▼▼▼
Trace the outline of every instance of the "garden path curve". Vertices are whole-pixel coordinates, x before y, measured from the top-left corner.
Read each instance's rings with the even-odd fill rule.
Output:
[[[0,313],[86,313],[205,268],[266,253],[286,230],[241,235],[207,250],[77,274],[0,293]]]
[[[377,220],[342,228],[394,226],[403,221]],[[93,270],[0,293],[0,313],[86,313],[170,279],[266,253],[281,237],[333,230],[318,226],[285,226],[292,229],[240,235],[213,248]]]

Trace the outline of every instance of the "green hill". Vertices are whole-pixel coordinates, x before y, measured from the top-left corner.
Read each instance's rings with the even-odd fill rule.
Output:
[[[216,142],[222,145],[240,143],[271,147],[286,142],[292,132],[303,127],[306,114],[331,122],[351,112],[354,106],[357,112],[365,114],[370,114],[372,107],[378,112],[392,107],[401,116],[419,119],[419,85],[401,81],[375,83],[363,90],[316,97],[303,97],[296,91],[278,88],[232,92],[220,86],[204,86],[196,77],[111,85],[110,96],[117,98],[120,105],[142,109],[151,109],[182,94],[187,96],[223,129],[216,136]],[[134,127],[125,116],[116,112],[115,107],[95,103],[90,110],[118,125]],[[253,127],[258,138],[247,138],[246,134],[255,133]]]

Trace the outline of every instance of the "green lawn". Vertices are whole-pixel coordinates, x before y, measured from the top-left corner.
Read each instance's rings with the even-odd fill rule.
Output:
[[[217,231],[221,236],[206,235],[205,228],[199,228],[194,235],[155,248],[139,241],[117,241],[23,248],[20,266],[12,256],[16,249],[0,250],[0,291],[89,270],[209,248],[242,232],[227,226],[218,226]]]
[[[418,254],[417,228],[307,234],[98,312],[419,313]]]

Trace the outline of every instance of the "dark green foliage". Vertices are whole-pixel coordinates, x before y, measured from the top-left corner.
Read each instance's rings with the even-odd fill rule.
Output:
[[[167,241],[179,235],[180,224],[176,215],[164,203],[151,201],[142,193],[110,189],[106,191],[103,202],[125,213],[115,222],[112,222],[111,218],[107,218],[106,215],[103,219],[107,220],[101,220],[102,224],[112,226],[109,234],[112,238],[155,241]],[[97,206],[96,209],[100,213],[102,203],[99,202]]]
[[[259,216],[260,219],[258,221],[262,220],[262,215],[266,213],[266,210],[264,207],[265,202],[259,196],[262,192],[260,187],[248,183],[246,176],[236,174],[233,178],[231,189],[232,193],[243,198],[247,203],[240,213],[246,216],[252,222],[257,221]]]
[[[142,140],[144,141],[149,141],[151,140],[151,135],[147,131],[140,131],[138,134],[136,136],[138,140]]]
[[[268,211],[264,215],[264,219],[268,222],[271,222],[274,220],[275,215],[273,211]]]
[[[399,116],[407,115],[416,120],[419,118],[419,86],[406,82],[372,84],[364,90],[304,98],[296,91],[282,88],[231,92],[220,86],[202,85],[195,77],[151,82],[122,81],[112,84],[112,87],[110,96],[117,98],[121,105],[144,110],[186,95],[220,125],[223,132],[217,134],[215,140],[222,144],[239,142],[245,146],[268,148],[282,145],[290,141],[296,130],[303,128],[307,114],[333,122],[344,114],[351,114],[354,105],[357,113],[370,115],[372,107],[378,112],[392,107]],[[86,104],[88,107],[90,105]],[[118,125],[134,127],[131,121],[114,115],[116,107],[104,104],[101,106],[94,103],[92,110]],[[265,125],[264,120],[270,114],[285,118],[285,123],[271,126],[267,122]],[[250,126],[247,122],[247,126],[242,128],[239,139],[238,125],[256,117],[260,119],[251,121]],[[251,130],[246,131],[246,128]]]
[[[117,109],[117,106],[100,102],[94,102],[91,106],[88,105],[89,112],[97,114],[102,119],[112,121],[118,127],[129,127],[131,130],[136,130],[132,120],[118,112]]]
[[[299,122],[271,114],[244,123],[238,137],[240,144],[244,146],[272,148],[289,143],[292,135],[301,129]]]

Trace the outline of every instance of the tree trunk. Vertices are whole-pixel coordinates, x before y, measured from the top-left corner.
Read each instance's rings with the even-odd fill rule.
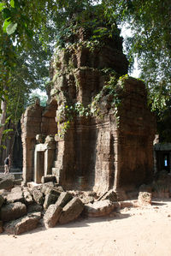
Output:
[[[6,121],[6,110],[7,110],[7,102],[6,100],[2,100],[1,102],[1,116],[0,116],[0,145],[2,144],[3,132],[4,130],[4,125]]]

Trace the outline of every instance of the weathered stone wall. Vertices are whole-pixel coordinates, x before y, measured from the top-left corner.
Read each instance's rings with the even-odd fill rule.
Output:
[[[80,45],[88,37],[90,31],[80,29],[72,44],[56,51],[51,104],[23,116],[24,179],[34,176],[36,134],[52,134],[51,172],[66,189],[131,190],[151,179],[155,120],[144,83],[129,77],[117,82],[128,67],[121,39],[115,34],[90,49]]]
[[[55,122],[56,103],[51,102],[46,108],[37,102],[29,106],[21,118],[23,146],[23,179],[25,182],[34,178],[34,150],[36,135],[47,136],[57,131]]]

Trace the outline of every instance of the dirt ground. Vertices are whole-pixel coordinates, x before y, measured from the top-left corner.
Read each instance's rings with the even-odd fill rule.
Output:
[[[15,255],[170,256],[171,200],[21,235],[2,234],[0,256]]]

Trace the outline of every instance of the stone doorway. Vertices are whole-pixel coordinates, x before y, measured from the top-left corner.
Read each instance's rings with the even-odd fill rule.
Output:
[[[37,138],[38,134],[37,135]],[[42,176],[50,175],[55,161],[56,142],[53,136],[48,135],[44,143],[35,146],[34,182],[41,183]]]

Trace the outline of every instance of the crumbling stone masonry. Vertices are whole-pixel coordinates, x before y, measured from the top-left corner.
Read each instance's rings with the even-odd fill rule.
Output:
[[[91,33],[80,27],[66,39],[51,64],[47,106],[37,102],[23,115],[25,182],[53,174],[65,189],[120,193],[151,181],[155,119],[144,84],[118,80],[128,66],[118,31],[94,48]]]

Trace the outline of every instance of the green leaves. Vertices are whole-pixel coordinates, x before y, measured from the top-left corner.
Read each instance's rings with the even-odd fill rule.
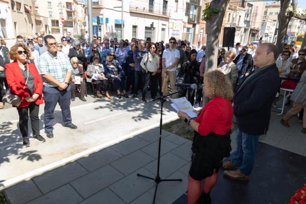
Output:
[[[205,8],[203,9],[203,15],[202,15],[202,19],[205,20],[210,18],[214,13],[218,13],[220,11],[218,8],[210,8],[210,4],[209,2],[205,4]]]

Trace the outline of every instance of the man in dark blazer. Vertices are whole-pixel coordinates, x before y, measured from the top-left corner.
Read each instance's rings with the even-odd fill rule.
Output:
[[[237,149],[231,161],[225,162],[224,174],[231,178],[248,180],[253,169],[259,136],[269,126],[271,107],[279,88],[278,70],[275,62],[277,48],[263,43],[256,50],[251,72],[237,88],[233,99],[237,126]]]
[[[233,61],[236,64],[238,69],[238,82],[239,85],[244,78],[248,76],[253,70],[253,61],[252,55],[248,54],[248,47],[242,47],[240,53]]]
[[[6,89],[8,88],[6,78],[5,78],[5,70],[4,66],[6,64],[9,63],[9,59],[8,57],[8,49],[7,47],[2,46],[0,41],[0,109],[4,107],[4,104],[2,102],[2,90],[3,88],[3,84],[5,85]]]

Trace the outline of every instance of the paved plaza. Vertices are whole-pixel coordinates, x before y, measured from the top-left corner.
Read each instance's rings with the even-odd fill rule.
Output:
[[[88,96],[87,99],[87,103],[77,99],[72,103],[73,122],[78,126],[76,130],[63,126],[61,113],[57,108],[55,137],[46,138],[46,142],[42,144],[32,142],[28,148],[21,146],[16,110],[6,108],[0,112],[0,188],[4,190],[12,204],[151,203],[155,183],[136,174],[154,177],[156,173],[158,105],[153,102],[144,104],[139,99],[106,100]],[[165,122],[177,118],[169,106],[170,103],[165,104]],[[43,107],[40,106],[42,114]],[[271,155],[267,161],[273,161],[271,157],[276,156],[274,162],[279,166],[285,158],[305,160],[306,137],[301,133],[302,123],[295,118],[290,121],[291,127],[282,126],[279,122],[281,116],[271,112],[268,134],[260,138],[265,152]],[[42,123],[41,125],[42,128]],[[45,136],[43,130],[41,133]],[[235,134],[233,132],[231,137],[232,152],[235,149]],[[186,203],[191,144],[189,140],[163,130],[160,176],[182,178],[183,181],[161,183],[156,204]],[[283,152],[287,152],[282,150],[292,155],[284,155]],[[258,153],[259,163],[255,169],[264,163],[260,161],[265,160],[265,155]],[[294,162],[289,164],[285,166],[286,169],[303,173],[303,169],[300,171],[300,165],[296,165]],[[259,180],[277,173],[276,170],[262,171],[261,174],[265,176],[254,175],[249,183],[240,186],[254,185],[273,191],[271,186],[274,183]],[[219,190],[217,191],[223,191],[223,186],[230,188],[229,183],[232,187],[237,183],[228,179],[228,184],[224,186],[225,179],[220,173],[216,186]],[[291,173],[288,177],[292,182],[294,181]],[[281,176],[276,178],[281,180]],[[305,183],[305,179],[302,177],[299,182]],[[278,186],[288,190],[281,191],[284,194],[296,190],[290,189],[291,186],[288,185]],[[227,203],[231,203],[226,196],[228,194],[224,193],[220,197]],[[213,196],[218,195],[213,193]],[[283,195],[284,198],[290,196]],[[277,203],[272,202],[275,201],[272,197],[270,203]]]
▲▲▲
EXERCISE: Find every line in the rows above that contains the word "dark", matching case exactly, and copy each of those lines.

FULL SOLUTION:
Trace the outline of every instance of the "dark green foliage". Vertices are whole-pixel coordinates, x before y, measured from the top-left corner.
Trace the outline of every instance of the man in dark blazer. Vertices are whole-pixel coordinates, x before y, measured from the top-left corner.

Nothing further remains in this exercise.